The copy has to match the records word for word and include no pictures.

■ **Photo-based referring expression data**
# # # #
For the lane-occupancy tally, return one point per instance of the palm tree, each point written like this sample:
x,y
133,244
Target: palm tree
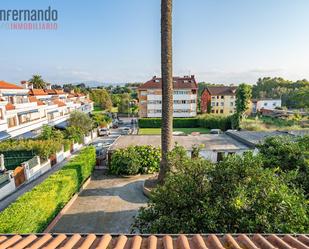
x,y
37,82
167,85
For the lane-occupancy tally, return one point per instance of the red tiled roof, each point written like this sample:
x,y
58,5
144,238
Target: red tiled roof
x,y
34,99
99,241
6,85
59,103
37,92
221,90
185,82
9,107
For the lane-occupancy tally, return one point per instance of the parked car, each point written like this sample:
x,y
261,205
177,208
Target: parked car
x,y
126,131
104,132
215,131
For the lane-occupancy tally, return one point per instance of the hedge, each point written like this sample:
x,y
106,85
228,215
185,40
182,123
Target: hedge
x,y
33,211
208,121
135,159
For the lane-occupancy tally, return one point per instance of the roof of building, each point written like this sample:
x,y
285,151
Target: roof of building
# # # #
■ **Task output**
For the lane-occupancy tally, return one point per instance of the palm tree, each point written like this sample:
x,y
133,244
Target: palm tree
x,y
37,82
167,85
For the lane-occupancy tally, return one point per instance of the red tiled roof, each point written like this sample:
x,y
58,5
144,238
Target: red tiled roof
x,y
34,99
99,241
6,85
59,103
37,92
221,90
185,82
9,107
For the lane-occupancy tally, return one point per instance of the parked car, each point written like this sample:
x,y
261,205
177,208
Target: parked car
x,y
126,131
104,132
215,131
For the lane-occupancy tally, return one point per instance of the hedge, each point written like this sample:
x,y
106,85
228,215
185,40
182,123
Target: hedge
x,y
33,211
208,121
135,159
For the lane-occupancy tally, return one point per instance of the roof of building, each point written like this sample:
x,y
285,151
Target: roof of building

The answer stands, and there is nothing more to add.